What is being asked: Pick out every line in the entries below that has the word "star" and copy each one. Case counts.

Given records:
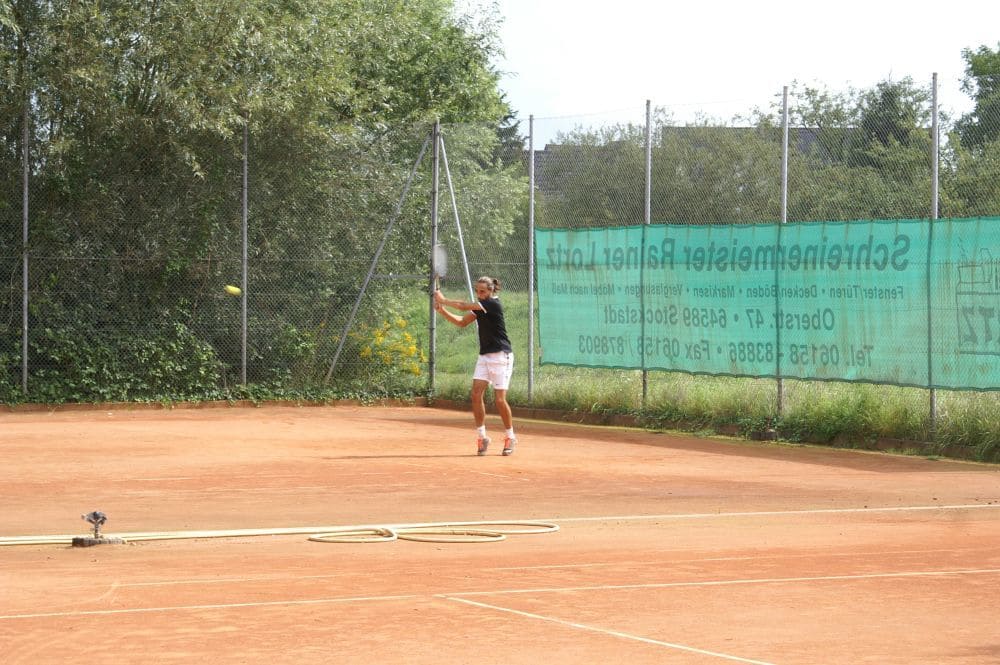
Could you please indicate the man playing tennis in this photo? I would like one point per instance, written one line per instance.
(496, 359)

---

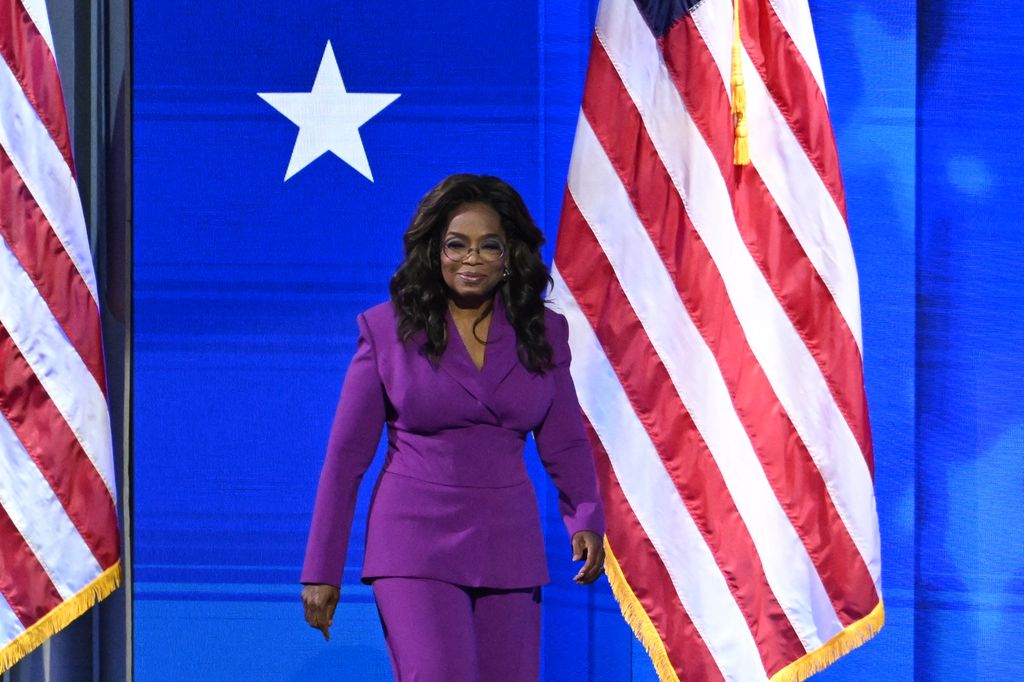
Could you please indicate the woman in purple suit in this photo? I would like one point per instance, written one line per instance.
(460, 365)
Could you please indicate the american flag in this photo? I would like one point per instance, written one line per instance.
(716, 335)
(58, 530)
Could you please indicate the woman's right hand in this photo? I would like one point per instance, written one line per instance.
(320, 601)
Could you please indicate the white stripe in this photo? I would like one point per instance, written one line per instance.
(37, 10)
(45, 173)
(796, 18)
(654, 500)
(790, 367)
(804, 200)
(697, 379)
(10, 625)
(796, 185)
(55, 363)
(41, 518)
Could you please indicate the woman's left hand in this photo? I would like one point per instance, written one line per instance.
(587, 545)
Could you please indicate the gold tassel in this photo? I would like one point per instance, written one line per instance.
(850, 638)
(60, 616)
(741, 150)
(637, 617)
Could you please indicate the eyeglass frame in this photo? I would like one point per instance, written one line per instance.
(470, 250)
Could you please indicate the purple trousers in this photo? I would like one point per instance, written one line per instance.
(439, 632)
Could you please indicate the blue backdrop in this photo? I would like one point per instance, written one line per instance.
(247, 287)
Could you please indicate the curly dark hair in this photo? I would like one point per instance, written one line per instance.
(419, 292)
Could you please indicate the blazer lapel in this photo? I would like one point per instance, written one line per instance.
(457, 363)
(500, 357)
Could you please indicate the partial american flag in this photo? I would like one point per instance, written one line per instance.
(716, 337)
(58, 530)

==

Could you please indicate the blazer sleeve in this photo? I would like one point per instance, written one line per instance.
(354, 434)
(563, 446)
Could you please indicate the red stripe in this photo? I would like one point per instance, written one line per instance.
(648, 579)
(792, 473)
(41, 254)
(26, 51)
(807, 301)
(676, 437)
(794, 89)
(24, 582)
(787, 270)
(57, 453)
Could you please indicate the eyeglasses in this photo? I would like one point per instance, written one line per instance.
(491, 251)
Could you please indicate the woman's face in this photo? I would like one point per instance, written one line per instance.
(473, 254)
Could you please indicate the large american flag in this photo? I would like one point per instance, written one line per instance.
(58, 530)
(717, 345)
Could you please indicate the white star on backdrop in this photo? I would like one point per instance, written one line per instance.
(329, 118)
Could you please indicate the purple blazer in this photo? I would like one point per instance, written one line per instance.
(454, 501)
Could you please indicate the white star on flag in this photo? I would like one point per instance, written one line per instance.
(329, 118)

Solution for this problem:
Could you please indicate the white star on backdrop in this photo? I would like one point per instance, written one line per instance.
Could you please indicate the white star on flag in this photo? I would like one point per instance, written one line per instance.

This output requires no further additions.